ACTIVITY: Could you transcribe every entry below exactly, leaving out the pictures?

[Image-grounded pointing data]
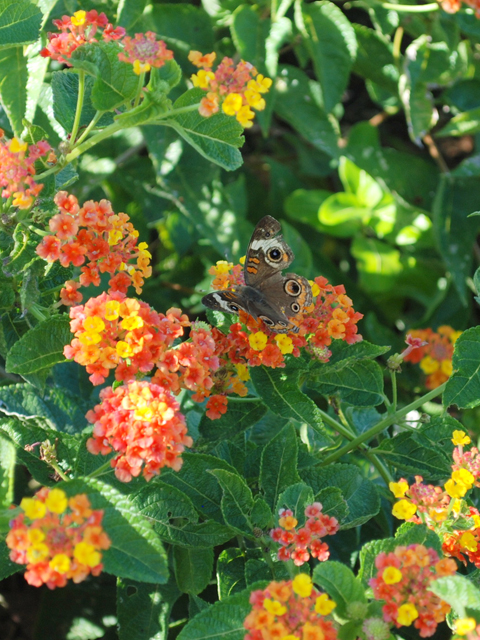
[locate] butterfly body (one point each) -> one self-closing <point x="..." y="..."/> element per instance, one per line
<point x="267" y="295"/>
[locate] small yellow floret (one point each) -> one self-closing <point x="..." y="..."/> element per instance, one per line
<point x="398" y="489"/>
<point x="86" y="554"/>
<point x="112" y="310"/>
<point x="407" y="613"/>
<point x="274" y="607"/>
<point x="141" y="67"/>
<point x="284" y="343"/>
<point x="17" y="146"/>
<point x="88" y="338"/>
<point x="33" y="508"/>
<point x="391" y="575"/>
<point x="258" y="340"/>
<point x="60" y="563"/>
<point x="124" y="350"/>
<point x="93" y="324"/>
<point x="404" y="510"/>
<point x="78" y="18"/>
<point x="460" y="438"/>
<point x="465" y="625"/>
<point x="132" y="322"/>
<point x="232" y="104"/>
<point x="468" y="541"/>
<point x="302" y="585"/>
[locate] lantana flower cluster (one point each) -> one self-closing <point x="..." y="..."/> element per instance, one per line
<point x="141" y="422"/>
<point x="58" y="538"/>
<point x="452" y="6"/>
<point x="115" y="332"/>
<point x="17" y="170"/>
<point x="236" y="89"/>
<point x="435" y="357"/>
<point x="442" y="509"/>
<point x="82" y="28"/>
<point x="99" y="241"/>
<point x="403" y="580"/>
<point x="290" y="610"/>
<point x="250" y="342"/>
<point x="144" y="51"/>
<point x="300" y="543"/>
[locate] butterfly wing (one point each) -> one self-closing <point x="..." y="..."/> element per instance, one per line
<point x="267" y="253"/>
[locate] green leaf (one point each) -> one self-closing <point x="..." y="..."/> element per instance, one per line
<point x="249" y="33"/>
<point x="237" y="501"/>
<point x="240" y="416"/>
<point x="333" y="502"/>
<point x="466" y="123"/>
<point x="414" y="89"/>
<point x="222" y="621"/>
<point x="278" y="467"/>
<point x="136" y="551"/>
<point x="175" y="519"/>
<point x="7" y="468"/>
<point x="182" y="26"/>
<point x="19" y="22"/>
<point x="360" y="384"/>
<point x="230" y="572"/>
<point x="115" y="81"/>
<point x="411" y="533"/>
<point x="216" y="138"/>
<point x="65" y="93"/>
<point x="41" y="347"/>
<point x="304" y="204"/>
<point x="261" y="515"/>
<point x="374" y="59"/>
<point x="297" y="103"/>
<point x="360" y="493"/>
<point x="200" y="486"/>
<point x="13" y="86"/>
<point x="463" y="387"/>
<point x="331" y="42"/>
<point x="416" y="454"/>
<point x="455" y="233"/>
<point x="279" y="389"/>
<point x="59" y="408"/>
<point x="408" y="533"/>
<point x="379" y="264"/>
<point x="193" y="569"/>
<point x="143" y="609"/>
<point x="340" y="583"/>
<point x="296" y="497"/>
<point x="459" y="592"/>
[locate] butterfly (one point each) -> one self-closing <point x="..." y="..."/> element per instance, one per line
<point x="279" y="301"/>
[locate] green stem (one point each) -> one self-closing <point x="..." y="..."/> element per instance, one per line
<point x="383" y="424"/>
<point x="92" y="124"/>
<point x="56" y="169"/>
<point x="78" y="112"/>
<point x="141" y="80"/>
<point x="410" y="8"/>
<point x="337" y="426"/>
<point x="397" y="41"/>
<point x="118" y="126"/>
<point x="349" y="435"/>
<point x="393" y="377"/>
<point x="101" y="470"/>
<point x="55" y="466"/>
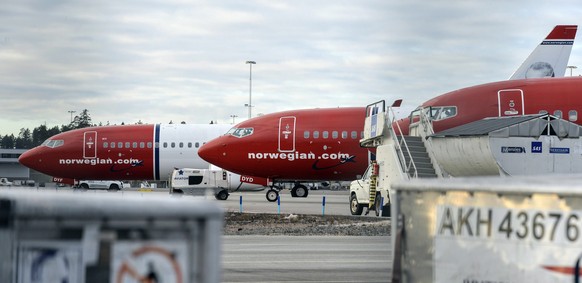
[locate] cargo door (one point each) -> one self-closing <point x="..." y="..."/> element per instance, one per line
<point x="287" y="134"/>
<point x="90" y="144"/>
<point x="510" y="102"/>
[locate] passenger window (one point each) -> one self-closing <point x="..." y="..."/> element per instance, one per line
<point x="241" y="132"/>
<point x="573" y="115"/>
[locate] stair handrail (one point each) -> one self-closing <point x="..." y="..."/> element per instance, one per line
<point x="399" y="144"/>
<point x="426" y="129"/>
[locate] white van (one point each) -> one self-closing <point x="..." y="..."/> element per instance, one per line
<point x="100" y="184"/>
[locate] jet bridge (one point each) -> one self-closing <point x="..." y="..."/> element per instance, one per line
<point x="520" y="145"/>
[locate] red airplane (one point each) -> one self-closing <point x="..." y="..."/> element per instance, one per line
<point x="323" y="144"/>
<point x="129" y="152"/>
<point x="330" y="151"/>
<point x="318" y="144"/>
<point x="289" y="146"/>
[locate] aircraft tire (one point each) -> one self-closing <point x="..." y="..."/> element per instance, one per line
<point x="355" y="207"/>
<point x="272" y="195"/>
<point x="378" y="204"/>
<point x="222" y="195"/>
<point x="386" y="211"/>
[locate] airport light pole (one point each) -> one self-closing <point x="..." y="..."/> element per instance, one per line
<point x="71" y="112"/>
<point x="233" y="116"/>
<point x="251" y="63"/>
<point x="571" y="67"/>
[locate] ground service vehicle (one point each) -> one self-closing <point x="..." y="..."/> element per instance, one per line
<point x="393" y="162"/>
<point x="100" y="184"/>
<point x="5" y="182"/>
<point x="198" y="181"/>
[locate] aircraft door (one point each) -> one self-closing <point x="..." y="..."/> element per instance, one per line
<point x="510" y="102"/>
<point x="287" y="134"/>
<point x="90" y="144"/>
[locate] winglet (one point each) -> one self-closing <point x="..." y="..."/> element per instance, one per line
<point x="550" y="58"/>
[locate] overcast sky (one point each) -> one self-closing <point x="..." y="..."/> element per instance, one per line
<point x="178" y="60"/>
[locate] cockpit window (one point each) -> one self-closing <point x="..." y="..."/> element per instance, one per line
<point x="53" y="143"/>
<point x="444" y="112"/>
<point x="240" y="132"/>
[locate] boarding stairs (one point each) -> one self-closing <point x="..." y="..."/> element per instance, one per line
<point x="415" y="152"/>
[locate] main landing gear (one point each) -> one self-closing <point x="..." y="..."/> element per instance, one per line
<point x="298" y="190"/>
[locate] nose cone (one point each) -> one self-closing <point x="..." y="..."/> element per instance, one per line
<point x="214" y="152"/>
<point x="32" y="159"/>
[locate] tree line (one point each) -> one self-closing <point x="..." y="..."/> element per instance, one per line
<point x="27" y="139"/>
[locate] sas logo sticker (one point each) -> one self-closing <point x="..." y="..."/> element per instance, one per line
<point x="536" y="147"/>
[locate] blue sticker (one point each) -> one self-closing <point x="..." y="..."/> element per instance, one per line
<point x="536" y="147"/>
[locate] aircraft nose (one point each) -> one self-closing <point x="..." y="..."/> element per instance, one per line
<point x="214" y="152"/>
<point x="30" y="158"/>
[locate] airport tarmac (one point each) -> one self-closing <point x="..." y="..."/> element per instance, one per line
<point x="306" y="259"/>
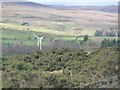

TASK ANSWER:
[locate] butterfly body (one point each) -> one self-closing <point x="..." y="..."/> element per instance, one per line
<point x="267" y="295"/>
[locate] small yellow floret (one point each) -> one self-closing <point x="..." y="..."/> element per instance, one per line
<point x="398" y="489"/>
<point x="86" y="554"/>
<point x="112" y="310"/>
<point x="407" y="613"/>
<point x="274" y="607"/>
<point x="141" y="67"/>
<point x="284" y="343"/>
<point x="17" y="146"/>
<point x="88" y="338"/>
<point x="33" y="508"/>
<point x="391" y="575"/>
<point x="258" y="340"/>
<point x="60" y="563"/>
<point x="124" y="350"/>
<point x="93" y="324"/>
<point x="404" y="510"/>
<point x="78" y="18"/>
<point x="460" y="438"/>
<point x="465" y="625"/>
<point x="132" y="322"/>
<point x="232" y="104"/>
<point x="468" y="541"/>
<point x="302" y="585"/>
[locate] lantana flower cluster (one point each) -> one self-closing <point x="..." y="..."/> element per instance, one per line
<point x="141" y="422"/>
<point x="58" y="538"/>
<point x="452" y="6"/>
<point x="115" y="332"/>
<point x="17" y="170"/>
<point x="236" y="89"/>
<point x="435" y="357"/>
<point x="442" y="509"/>
<point x="82" y="28"/>
<point x="99" y="241"/>
<point x="403" y="580"/>
<point x="290" y="610"/>
<point x="250" y="342"/>
<point x="144" y="51"/>
<point x="300" y="543"/>
[locate] butterfly wing (one point each) -> one self-closing <point x="..." y="..."/> element per instance, one per line
<point x="267" y="253"/>
[locate] green leaf (one point each) -> one self-closing <point x="..." y="..."/> element per instance, one per line
<point x="249" y="33"/>
<point x="237" y="501"/>
<point x="240" y="416"/>
<point x="333" y="502"/>
<point x="466" y="123"/>
<point x="414" y="89"/>
<point x="222" y="621"/>
<point x="278" y="467"/>
<point x="136" y="551"/>
<point x="175" y="519"/>
<point x="7" y="468"/>
<point x="182" y="26"/>
<point x="19" y="22"/>
<point x="360" y="384"/>
<point x="230" y="572"/>
<point x="115" y="81"/>
<point x="411" y="533"/>
<point x="216" y="138"/>
<point x="65" y="93"/>
<point x="41" y="347"/>
<point x="304" y="204"/>
<point x="261" y="515"/>
<point x="374" y="59"/>
<point x="297" y="103"/>
<point x="360" y="493"/>
<point x="200" y="486"/>
<point x="13" y="86"/>
<point x="463" y="387"/>
<point x="331" y="42"/>
<point x="416" y="454"/>
<point x="455" y="233"/>
<point x="279" y="389"/>
<point x="59" y="408"/>
<point x="408" y="533"/>
<point x="379" y="264"/>
<point x="193" y="569"/>
<point x="143" y="609"/>
<point x="340" y="583"/>
<point x="296" y="497"/>
<point x="459" y="592"/>
[locate] butterfly (one point each) -> one self-closing <point x="..." y="..."/> element per instance, one per line
<point x="279" y="301"/>
[locate] green stem (one point each) -> one self-closing <point x="..." y="..."/> element per instance, one per line
<point x="383" y="424"/>
<point x="92" y="124"/>
<point x="56" y="169"/>
<point x="78" y="112"/>
<point x="141" y="80"/>
<point x="410" y="8"/>
<point x="337" y="426"/>
<point x="397" y="41"/>
<point x="118" y="126"/>
<point x="349" y="435"/>
<point x="393" y="377"/>
<point x="101" y="470"/>
<point x="55" y="466"/>
[locate] cargo door (one point each) -> one self-closing <point x="..." y="..."/> element per instance, one per line
<point x="287" y="134"/>
<point x="90" y="144"/>
<point x="510" y="102"/>
[locate] passenger window (one point each) -> one self-closing <point x="..." y="..."/> element per instance, one per line
<point x="241" y="132"/>
<point x="573" y="115"/>
[locate] stair handrail (one point each) -> one self-closing <point x="..." y="..."/> element per instance, one per line
<point x="399" y="144"/>
<point x="426" y="129"/>
[locate] white van (one point each) -> one self-closing <point x="..." y="..."/> element per instance, one per line
<point x="100" y="184"/>
[locate] jet bridge (one point each) -> one self-closing <point x="..." y="..."/> element per instance, one per line
<point x="520" y="145"/>
[locate] red airplane (one point each) -> one self-closing <point x="..." y="..."/> element per instance, one per line
<point x="323" y="144"/>
<point x="129" y="152"/>
<point x="330" y="151"/>
<point x="318" y="144"/>
<point x="289" y="146"/>
[locate] aircraft tire (one point each) -> one self-closing <point x="..." y="..."/> element per instance, one per line
<point x="355" y="207"/>
<point x="272" y="195"/>
<point x="378" y="204"/>
<point x="222" y="195"/>
<point x="386" y="211"/>
[locate] airport light pole (one point each) -> one self-closing <point x="..." y="..."/> element per instance, one per line
<point x="71" y="112"/>
<point x="233" y="116"/>
<point x="251" y="63"/>
<point x="571" y="67"/>
[locate] ground service vehicle (one point each) -> one self-closing <point x="..." y="..."/> element per instance, one per line
<point x="393" y="162"/>
<point x="100" y="184"/>
<point x="5" y="182"/>
<point x="198" y="181"/>
[locate] aircraft door (one point each) -> one self-closing <point x="..." y="..."/> element per instance, one per line
<point x="510" y="102"/>
<point x="287" y="134"/>
<point x="90" y="144"/>
[locate] winglet (one point each) -> one self-closing <point x="..." y="..."/> element per instance, one per line
<point x="550" y="58"/>
[locate] overcast sky (one point each) -> one self-closing <point x="..." y="..."/> element per instance, one per line
<point x="178" y="60"/>
[locate] cockpit window (one point each) -> one self-closing <point x="..." y="..."/> element per instance, one per line
<point x="53" y="143"/>
<point x="444" y="112"/>
<point x="240" y="132"/>
[locate] boarding stairs (one point each) -> one self-closing <point x="..." y="..."/> element per instance, one per line
<point x="415" y="152"/>
[locate] main landing gear (one point each) -> one self-closing <point x="..." y="..."/> element per instance, one per line
<point x="298" y="190"/>
[locate] nose cone (one point each) -> one self-closing <point x="..." y="..."/> element per instance, one per line
<point x="214" y="152"/>
<point x="32" y="159"/>
[locate] tree line (one point each) -> one self-closing <point x="..." y="..."/> element per instance, one per line
<point x="27" y="139"/>
[locate] sas logo sticker (one point each) -> one self-closing <point x="..." y="..."/> element per instance, one per line
<point x="536" y="147"/>
[locate] blue sticker (one point each) -> one self-closing <point x="..." y="..."/> element per instance, one per line
<point x="536" y="147"/>
[locate] aircraft nose (one point each) -> one self-closing <point x="..." y="..."/> element per instance, one per line
<point x="214" y="152"/>
<point x="30" y="158"/>
[locate] airport tarmac (one point each) -> one self-closing <point x="..." y="..."/> element per instance, one per line
<point x="306" y="259"/>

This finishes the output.